(Dataset entries)
========

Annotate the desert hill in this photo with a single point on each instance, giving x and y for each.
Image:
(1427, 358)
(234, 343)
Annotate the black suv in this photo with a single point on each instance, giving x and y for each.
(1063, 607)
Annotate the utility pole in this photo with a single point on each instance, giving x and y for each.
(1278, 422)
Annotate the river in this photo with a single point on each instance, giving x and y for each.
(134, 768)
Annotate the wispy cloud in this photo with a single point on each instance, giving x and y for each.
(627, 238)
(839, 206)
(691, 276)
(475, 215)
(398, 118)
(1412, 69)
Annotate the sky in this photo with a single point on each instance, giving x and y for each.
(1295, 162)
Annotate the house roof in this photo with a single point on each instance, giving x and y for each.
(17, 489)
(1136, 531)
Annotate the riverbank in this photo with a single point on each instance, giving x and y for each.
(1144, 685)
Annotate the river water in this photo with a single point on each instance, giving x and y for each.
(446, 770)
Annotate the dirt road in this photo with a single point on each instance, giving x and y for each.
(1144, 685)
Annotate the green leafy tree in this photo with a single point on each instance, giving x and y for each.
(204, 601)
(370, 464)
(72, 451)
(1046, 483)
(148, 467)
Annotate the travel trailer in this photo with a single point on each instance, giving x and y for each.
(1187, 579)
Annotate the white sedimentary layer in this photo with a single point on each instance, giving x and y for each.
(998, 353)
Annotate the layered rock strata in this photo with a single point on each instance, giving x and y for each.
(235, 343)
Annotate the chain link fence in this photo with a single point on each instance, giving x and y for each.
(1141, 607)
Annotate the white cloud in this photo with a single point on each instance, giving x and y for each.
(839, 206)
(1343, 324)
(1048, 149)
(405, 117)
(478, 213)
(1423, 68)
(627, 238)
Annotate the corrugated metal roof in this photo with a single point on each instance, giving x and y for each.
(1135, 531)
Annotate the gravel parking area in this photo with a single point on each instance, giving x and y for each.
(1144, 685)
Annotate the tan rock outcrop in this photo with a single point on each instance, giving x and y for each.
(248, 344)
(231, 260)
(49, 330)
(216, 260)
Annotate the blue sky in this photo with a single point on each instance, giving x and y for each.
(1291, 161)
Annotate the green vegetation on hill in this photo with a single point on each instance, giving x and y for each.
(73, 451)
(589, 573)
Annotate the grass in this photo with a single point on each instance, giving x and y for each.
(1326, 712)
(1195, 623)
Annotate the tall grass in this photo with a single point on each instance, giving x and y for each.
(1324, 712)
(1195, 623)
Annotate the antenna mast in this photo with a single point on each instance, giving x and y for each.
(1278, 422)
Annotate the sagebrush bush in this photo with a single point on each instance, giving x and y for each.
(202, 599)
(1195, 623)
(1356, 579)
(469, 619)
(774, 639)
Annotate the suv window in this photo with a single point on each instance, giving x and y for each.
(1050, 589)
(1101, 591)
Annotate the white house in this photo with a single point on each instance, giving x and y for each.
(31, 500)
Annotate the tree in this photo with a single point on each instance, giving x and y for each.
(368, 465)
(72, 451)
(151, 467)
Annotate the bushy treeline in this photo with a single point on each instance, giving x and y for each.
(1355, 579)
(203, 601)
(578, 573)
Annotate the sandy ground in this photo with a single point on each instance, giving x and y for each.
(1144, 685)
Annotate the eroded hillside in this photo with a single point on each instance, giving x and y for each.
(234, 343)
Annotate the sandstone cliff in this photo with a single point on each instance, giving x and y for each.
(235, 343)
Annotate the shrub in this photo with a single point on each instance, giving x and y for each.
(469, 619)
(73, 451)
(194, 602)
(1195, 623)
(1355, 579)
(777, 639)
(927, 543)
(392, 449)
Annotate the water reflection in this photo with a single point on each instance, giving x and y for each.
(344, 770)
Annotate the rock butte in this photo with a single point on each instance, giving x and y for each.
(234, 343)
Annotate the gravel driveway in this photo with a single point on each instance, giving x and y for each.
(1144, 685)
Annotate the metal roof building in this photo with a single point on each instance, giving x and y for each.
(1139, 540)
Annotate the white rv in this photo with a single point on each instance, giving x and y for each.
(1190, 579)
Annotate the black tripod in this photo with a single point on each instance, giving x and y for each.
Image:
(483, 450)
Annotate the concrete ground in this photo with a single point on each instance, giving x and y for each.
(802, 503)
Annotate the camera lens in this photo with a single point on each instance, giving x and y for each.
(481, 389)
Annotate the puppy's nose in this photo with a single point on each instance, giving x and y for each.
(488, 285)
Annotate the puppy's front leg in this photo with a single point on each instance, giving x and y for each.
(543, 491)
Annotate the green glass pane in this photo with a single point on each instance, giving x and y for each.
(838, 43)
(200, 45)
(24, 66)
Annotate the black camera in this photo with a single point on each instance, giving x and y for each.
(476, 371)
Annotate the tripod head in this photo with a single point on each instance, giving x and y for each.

========

• _REQUIRED ACTION_: Copy out each entry once more, character for character.

• _REPLY_:
Annotate the desert hill in this photo with a single point on each instance, giving x and y for each.
Image:
(1427, 358)
(234, 343)
Annotate the black suv in this photo with a single point on each instance, giving x and y for each.
(1063, 607)
Annotate the utility pole in this photo with a single point on each instance, giving x and y for each.
(1278, 422)
Annotate the river in this photo with a single point on each instance, giving x and y for each.
(134, 768)
Annotate the wispy cloud in this photo with a single point on each instance, giving x and y for each.
(627, 238)
(839, 206)
(691, 276)
(475, 215)
(398, 118)
(1412, 69)
Annotate the sky in this photo with a single point on each instance, giving x and y for each.
(1295, 162)
Annotate the house roof in this photo with a single point on each instance, giving x and y for each.
(17, 489)
(1136, 531)
Annotate the riverbank in this photo with a single point on each instance, giving x and y for each.
(1144, 685)
Annotate the river water in this photo with a single point on each instance, giving x and y for each.
(446, 770)
Annotate the dirt road in this photo with a single point on each instance, giving x and y for each.
(1144, 685)
Annotate the green leafy tree in this photo with a single point on each instance, giving x and y for each.
(204, 601)
(370, 464)
(72, 451)
(1046, 483)
(148, 467)
Annotate the travel trailer in this photo with a single point on each instance, giving x and y for each.
(1187, 579)
Annotate the white sedimentary layer in this photo with a single point on each instance, giving x and y for each.
(998, 353)
Annotate the layered rock strata in this photo with a single point on each instance, giving x and y for each.
(235, 343)
Annotate the chain link fence in this photo with a single point on each instance, giving x and y for each.
(1141, 607)
Annotate the white cloud in this photo with a single point on each instance, giving x and y for each.
(839, 206)
(1343, 324)
(1048, 149)
(405, 117)
(478, 213)
(1423, 68)
(627, 238)
Annotate the corrugated metal roof in this photo with a single point on each instance, giving x and y for each.
(1135, 531)
Annotate the gravel parking area in this photo with a single point on each instance, giving x and y for each.
(1144, 685)
Annotate the tan rock outcrop in this photo with a single point on each instance, giving x and y for each.
(248, 344)
(231, 260)
(49, 330)
(216, 260)
Annotate the blue sky in this photo with a single point on each instance, giving x and y for each.
(1291, 161)
Annotate the green vegetation on hill in this photo with a single point on each instance, giving x and y for each.
(73, 451)
(589, 573)
Annotate the grass in this photo with a single point on each instance, giving x and y for each.
(1326, 712)
(1195, 623)
Annotate the tall grass in this photo with a single point on each instance, giving x and y for each.
(1324, 712)
(1195, 623)
Annotate the antenna mast in this photo with a single point on each instance, giving x and y for each.
(1278, 422)
Annotate the sagebrush bush in this photo with a single point on each instance, giving x and y for each.
(202, 599)
(1195, 623)
(1356, 579)
(469, 619)
(774, 639)
Annotate the suv window in this photo with a single point on each instance, giving x and y for each.
(1050, 589)
(1101, 591)
Annotate the white house in this photo with a single point on each instance, giving x and y for each.
(31, 500)
Annotate the tree in this photo with a single point on each instance, giving x and y for each.
(368, 465)
(72, 451)
(151, 467)
Annotate the bushy treeline in this photo with a single point on each instance, giving x and y for each.
(1355, 579)
(203, 601)
(578, 573)
Annotate the sandy ground in this photo with a single point on each instance, giving x and y for each.
(1144, 685)
Annotate the eroded hillside in this photo with a single point on each instance, giving x and y for each.
(234, 343)
Annotate the sandstone cliff in this photo with a single point on each instance, giving x and y for each.
(235, 343)
Annotate the shrub in this photo with a single point on each instance, giving x and y for each.
(469, 619)
(73, 451)
(194, 602)
(1195, 623)
(1355, 579)
(777, 639)
(927, 543)
(392, 449)
Annotate the water reflection in this photo with a single point on each instance, giving x and y for each.
(344, 770)
Annotate the rock butte in this photo with a single point on each instance, giving x and y for each.
(234, 343)
Annotate the gravel driveway in this photo with a single point on each instance, giving x and y for each.
(1144, 685)
Annotate the metal roof building in this photo with a single point on each instance, giving x and y for each.
(1139, 540)
Annotate the white rv in this photo with a single point on each instance, giving x and y for each.
(1190, 579)
Annotate the black tripod in this photo with a single point on each instance, giving x and y for each.
Image:
(483, 450)
Annotate the concrete ground in this photo with a single point on each instance, giving x and y for each.
(802, 503)
Annotate the camera lens in this photo with a single point on each instance, giving x and y for each.
(481, 389)
Annotate the puppy's nose in this photo with a single point on each instance, giving x and y for each.
(488, 285)
Annotate the puppy's front leg in this photo with a single point on each instance, giving x and y for each.
(543, 491)
Annotate the green glass pane in this photo with a single point on each instance, giving x and y for each.
(838, 43)
(200, 45)
(24, 66)
Annotate the black camera in this photo with a single point on each instance, giving x and y for each.
(476, 371)
Annotate the tripod head in this photo with a single point on each instance, giving x and y for each.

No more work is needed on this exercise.